Task objective:
Rewrite the listing from the line that has "Objective — for every instance of the open" through the line that has "Target: white flower arrangement", putting "arched doorway" wherever "open doorway" appears and keeping everything else the same.

Dataset rows:

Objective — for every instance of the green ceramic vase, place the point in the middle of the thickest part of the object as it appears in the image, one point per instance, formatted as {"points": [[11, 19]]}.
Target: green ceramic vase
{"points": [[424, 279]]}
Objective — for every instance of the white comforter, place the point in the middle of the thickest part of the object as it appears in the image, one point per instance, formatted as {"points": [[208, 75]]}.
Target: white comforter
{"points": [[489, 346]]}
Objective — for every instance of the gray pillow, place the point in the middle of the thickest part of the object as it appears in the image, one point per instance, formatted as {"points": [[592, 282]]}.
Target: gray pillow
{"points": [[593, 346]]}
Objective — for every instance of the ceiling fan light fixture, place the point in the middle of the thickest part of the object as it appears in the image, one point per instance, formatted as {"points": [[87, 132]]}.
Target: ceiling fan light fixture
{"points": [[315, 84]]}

--

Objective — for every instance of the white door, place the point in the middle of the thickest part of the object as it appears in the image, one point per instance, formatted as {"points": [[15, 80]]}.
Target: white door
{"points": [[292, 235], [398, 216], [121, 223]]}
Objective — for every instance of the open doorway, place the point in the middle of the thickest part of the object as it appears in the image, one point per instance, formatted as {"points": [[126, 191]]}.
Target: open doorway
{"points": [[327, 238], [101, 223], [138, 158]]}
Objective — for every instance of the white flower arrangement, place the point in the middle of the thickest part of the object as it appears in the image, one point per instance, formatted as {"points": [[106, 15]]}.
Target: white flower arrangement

Correct output:
Objective — for every instance of the arched doorway, place the point in the middle of the thickest part of the object as it appears in the image, one point per instance, formatted as {"points": [[126, 191]]}.
Target: arched doorway
{"points": [[327, 238], [101, 223], [138, 158]]}
Objective — for every instance of the white flower arrangement, place the point in the middle of the thickest part of the object as it appears in the image, one point per instance, formatted as {"points": [[106, 15]]}.
Target: white flower arrangement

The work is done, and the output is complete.